What you are asked to do:
Your task is to write out all of the records once more, exactly.

Data extracts:
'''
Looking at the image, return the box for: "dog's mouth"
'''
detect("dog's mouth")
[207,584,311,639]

Written response:
'''
Looking at the image, return the box for: "dog's mouth"
'''
detect("dog's mouth")
[207,584,311,639]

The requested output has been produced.